# WHAT YOU SHOULD DO:
Copy out the data below word for word, from the line containing "Detect the plastic" through the line containing "[393,139,420,155]", including both.

# EXERCISE MATERIAL:
..........

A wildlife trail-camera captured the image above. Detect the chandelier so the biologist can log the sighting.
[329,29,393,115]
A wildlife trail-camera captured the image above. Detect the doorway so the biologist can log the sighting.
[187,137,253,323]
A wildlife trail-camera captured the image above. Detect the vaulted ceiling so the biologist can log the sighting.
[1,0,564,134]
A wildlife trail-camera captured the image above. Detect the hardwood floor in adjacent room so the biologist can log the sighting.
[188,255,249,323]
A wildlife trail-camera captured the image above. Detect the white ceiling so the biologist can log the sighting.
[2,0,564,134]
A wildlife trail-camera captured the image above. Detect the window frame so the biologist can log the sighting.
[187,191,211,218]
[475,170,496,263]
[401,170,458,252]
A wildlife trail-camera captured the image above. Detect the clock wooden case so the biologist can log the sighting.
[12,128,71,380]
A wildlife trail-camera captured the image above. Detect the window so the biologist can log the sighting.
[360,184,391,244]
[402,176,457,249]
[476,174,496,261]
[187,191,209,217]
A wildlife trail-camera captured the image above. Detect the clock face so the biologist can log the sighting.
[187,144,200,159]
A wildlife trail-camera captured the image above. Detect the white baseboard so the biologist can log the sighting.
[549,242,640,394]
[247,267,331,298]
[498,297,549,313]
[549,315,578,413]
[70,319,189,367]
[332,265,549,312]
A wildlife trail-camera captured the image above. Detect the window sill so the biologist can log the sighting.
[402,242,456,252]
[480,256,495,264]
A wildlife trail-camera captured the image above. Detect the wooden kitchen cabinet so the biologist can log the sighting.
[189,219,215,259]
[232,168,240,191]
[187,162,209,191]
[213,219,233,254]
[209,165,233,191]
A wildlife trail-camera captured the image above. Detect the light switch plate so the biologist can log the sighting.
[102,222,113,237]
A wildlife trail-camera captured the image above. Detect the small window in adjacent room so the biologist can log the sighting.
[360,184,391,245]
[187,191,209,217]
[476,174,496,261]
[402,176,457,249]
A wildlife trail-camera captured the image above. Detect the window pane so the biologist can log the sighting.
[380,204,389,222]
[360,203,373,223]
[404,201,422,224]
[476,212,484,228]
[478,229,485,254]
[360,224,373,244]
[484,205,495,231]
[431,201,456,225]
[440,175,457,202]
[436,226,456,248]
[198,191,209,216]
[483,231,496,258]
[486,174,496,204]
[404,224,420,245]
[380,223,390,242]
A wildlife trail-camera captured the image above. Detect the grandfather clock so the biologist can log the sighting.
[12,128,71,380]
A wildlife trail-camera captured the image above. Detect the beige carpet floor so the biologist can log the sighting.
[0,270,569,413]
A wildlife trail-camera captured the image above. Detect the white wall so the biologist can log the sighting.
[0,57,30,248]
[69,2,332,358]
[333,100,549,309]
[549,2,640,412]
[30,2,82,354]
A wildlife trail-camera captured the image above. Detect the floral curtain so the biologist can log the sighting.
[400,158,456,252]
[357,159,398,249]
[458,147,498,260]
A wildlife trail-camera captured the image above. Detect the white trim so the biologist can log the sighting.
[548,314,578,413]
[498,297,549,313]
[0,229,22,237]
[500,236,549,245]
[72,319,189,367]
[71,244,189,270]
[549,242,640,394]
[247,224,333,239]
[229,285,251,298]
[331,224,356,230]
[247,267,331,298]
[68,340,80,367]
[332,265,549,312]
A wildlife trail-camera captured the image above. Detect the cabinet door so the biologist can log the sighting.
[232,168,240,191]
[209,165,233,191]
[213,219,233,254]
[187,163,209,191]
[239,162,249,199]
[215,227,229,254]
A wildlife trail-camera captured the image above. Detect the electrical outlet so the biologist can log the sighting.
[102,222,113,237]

..........

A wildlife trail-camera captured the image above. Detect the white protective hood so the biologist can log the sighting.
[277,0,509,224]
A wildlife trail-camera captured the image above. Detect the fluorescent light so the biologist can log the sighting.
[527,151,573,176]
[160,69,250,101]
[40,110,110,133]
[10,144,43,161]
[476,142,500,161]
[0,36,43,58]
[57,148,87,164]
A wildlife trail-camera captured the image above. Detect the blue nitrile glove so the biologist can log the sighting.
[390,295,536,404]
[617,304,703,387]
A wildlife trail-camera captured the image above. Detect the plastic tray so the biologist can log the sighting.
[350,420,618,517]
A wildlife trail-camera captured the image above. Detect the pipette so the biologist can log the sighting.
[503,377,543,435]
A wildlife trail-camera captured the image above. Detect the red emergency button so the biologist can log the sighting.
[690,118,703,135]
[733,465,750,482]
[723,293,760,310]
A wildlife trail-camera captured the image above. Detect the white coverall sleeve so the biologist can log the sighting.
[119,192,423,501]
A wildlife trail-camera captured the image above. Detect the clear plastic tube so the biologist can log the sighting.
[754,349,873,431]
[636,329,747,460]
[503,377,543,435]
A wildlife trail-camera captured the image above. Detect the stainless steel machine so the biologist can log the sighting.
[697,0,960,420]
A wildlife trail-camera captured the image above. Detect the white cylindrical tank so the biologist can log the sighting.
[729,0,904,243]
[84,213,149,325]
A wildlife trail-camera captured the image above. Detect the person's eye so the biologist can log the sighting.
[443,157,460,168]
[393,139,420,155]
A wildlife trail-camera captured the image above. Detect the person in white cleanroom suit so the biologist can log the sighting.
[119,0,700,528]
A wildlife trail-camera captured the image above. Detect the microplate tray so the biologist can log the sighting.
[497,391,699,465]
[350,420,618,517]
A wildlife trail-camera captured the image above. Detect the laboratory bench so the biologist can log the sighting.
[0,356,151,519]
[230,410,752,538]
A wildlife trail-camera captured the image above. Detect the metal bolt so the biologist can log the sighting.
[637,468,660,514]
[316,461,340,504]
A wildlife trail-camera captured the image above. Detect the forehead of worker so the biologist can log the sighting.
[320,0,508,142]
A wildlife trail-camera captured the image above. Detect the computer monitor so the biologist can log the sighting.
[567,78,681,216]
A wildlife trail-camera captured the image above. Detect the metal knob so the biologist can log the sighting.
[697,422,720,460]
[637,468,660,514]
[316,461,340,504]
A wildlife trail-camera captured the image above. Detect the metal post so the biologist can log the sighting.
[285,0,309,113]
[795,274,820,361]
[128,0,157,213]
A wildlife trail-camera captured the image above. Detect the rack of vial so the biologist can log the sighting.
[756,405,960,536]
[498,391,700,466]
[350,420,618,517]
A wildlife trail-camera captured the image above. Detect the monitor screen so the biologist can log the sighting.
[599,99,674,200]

..........

# RESPONSE TO THE TASK:
A wildlife trail-camera captured the image above. Detect the plastic tray so the biologist can log the sighting.
[350,420,618,517]
A wildlife trail-camera captured the image above. Detect the pipette so the biologist can log the sighting.
[503,377,543,435]
A wildlife trail-camera captured the image above. Detect the red emergency button so the biologist can log the sighting.
[690,118,703,135]
[733,465,750,482]
[723,293,760,310]
A wildlife trail-camera captured the image above. Detect the white coverall sleeve so the biologist can log the sighting.
[119,192,423,501]
A wildlife trail-camera captured the image above. Detect the clear plastic tube so the biologist can log the sighting.
[754,349,873,431]
[636,329,747,460]
[503,377,543,435]
A wildlife trail-camera captured the image above. Detect the stainless steel machine so the biologist can log the sighting.
[697,0,960,420]
A wildlife trail-camera captured the image above. Detect the white cylindrical tank so the biologist can log the sighting.
[729,0,904,243]
[84,213,149,325]
A wildlife trail-camera captured the image above. Detect the person's eye so the biologist can log the sighting.
[443,157,460,168]
[393,139,420,155]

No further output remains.